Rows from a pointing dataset
------------------------------------
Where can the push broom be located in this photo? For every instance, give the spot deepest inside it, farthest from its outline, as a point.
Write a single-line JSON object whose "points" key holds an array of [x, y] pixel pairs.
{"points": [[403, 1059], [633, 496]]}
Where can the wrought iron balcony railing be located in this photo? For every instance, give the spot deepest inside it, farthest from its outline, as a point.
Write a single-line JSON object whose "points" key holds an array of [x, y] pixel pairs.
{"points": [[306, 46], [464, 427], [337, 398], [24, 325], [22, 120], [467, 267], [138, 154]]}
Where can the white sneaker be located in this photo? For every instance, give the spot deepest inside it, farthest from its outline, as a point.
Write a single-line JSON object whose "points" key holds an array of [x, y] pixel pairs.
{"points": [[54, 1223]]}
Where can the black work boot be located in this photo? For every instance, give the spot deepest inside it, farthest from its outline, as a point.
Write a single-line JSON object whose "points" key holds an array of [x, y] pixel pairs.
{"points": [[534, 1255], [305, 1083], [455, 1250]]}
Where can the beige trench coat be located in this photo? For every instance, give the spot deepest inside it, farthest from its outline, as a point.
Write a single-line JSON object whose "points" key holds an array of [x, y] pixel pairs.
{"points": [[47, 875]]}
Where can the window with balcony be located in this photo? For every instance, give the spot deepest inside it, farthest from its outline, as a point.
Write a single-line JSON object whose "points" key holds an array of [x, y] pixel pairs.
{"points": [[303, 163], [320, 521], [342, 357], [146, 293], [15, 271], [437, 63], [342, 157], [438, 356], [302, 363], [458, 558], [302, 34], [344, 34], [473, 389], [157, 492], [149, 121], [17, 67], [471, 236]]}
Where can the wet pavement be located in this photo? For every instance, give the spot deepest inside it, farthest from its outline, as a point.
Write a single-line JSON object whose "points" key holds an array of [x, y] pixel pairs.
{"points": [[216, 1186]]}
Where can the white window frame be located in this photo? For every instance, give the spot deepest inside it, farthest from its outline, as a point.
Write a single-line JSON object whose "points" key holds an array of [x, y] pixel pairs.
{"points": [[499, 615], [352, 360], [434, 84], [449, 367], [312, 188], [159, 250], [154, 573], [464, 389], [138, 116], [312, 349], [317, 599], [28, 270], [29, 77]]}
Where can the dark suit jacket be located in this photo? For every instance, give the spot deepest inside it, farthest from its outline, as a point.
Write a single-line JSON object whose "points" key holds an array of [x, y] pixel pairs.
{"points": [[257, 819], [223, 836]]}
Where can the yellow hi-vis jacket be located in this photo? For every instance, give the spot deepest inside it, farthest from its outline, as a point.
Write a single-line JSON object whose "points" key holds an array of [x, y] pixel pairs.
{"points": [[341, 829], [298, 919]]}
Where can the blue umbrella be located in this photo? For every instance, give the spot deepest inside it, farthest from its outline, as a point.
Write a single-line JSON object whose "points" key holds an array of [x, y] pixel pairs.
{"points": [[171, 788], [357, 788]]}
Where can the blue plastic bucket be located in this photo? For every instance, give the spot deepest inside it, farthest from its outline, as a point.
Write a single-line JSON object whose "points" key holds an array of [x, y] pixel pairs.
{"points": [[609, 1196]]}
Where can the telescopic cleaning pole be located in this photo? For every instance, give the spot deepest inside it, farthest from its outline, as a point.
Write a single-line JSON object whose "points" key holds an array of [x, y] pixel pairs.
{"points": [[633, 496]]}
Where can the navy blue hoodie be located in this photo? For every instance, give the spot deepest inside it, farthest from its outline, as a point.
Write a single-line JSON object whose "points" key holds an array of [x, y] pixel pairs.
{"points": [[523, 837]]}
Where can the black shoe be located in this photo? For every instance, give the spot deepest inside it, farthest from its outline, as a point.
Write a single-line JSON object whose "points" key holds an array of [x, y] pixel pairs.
------------------------------------
WHAT NEEDS TO BE DONE>
Rewrite the part of the listing that opens with the line containing "Where can the navy" and runs through the end of the listing, putting "sweatshirt" in place of "hoodie" and keeping everything else the same.

EXPECTED OUTPUT>
Where can the navy blue sweatshirt be located in this photo? For every instance, give the spot deepest inside it, farthest from its outline, as a point.
Write a single-line JSON object whose "points" key holds an array of [x, y] pixel pairs.
{"points": [[523, 837]]}
Where can the black shoe be located in this photo? For every instance, give the spot deepest inside it, farthest from its outline, as a point.
Write a single-line JSON object whose "points" key holds an array of [x, y] pixel pairs.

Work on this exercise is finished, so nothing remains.